## Objective
Please collect every line in the listing below that contains the word "helmet", and copy each of those lines in full.
[START]
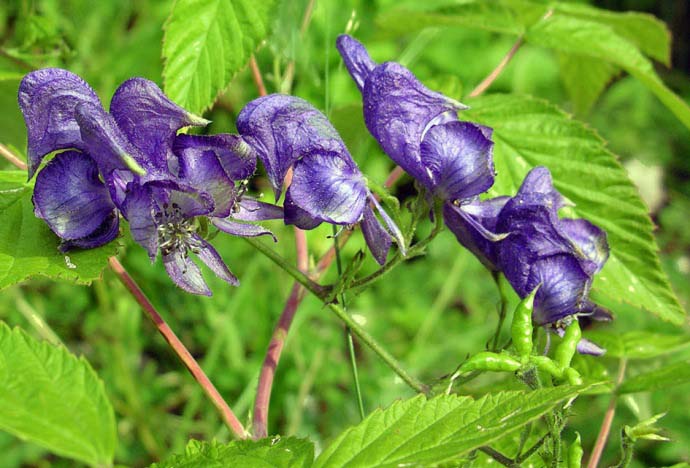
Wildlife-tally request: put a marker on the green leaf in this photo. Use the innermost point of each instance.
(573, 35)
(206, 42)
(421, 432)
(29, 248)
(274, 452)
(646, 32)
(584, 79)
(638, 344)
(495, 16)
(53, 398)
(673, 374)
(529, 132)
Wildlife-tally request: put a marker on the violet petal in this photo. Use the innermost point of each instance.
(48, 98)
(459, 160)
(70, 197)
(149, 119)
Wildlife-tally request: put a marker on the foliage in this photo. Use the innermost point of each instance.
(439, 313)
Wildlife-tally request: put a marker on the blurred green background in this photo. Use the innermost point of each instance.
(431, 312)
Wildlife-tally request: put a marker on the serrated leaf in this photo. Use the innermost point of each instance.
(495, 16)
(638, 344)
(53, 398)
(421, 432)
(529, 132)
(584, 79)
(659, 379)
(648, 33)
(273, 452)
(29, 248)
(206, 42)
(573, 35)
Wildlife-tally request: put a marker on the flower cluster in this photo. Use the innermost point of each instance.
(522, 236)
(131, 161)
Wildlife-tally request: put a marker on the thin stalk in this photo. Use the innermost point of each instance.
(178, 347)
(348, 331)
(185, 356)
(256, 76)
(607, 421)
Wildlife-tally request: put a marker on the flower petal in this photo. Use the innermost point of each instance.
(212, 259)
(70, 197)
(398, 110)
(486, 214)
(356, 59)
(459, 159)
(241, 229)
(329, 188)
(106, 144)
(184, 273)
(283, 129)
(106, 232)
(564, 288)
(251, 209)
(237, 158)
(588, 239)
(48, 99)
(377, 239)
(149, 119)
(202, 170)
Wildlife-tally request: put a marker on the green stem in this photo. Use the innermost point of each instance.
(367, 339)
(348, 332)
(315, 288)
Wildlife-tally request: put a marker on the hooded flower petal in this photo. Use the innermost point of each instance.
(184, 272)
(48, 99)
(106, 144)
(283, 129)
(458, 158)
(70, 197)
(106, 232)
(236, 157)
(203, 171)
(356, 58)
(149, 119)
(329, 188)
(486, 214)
[END]
[START]
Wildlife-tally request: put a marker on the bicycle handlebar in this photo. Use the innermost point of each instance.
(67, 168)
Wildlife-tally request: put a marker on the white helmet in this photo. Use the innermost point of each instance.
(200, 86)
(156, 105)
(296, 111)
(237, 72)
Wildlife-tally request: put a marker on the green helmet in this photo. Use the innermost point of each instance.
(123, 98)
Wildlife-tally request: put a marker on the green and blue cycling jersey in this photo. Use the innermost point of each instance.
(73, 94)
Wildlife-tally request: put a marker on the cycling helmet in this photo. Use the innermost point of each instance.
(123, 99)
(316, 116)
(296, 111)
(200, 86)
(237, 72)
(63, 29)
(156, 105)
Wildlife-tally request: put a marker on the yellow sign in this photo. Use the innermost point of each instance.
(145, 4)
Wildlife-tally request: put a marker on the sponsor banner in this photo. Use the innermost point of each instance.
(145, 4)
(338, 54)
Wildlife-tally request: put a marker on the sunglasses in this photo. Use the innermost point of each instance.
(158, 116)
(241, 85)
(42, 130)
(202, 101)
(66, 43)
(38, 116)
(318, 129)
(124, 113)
[END]
## Right answer
Wildlife-tally request: put a marker on the white helmet in this photo. Use the innermost point of each instance.
Wildlife-tally request: put a marker on the green helmet in this photo. Use the innermost point of each instance.
Wildlife-tally request: put a marker on the cycling helmet in this photo. Use the innermost point of each instance.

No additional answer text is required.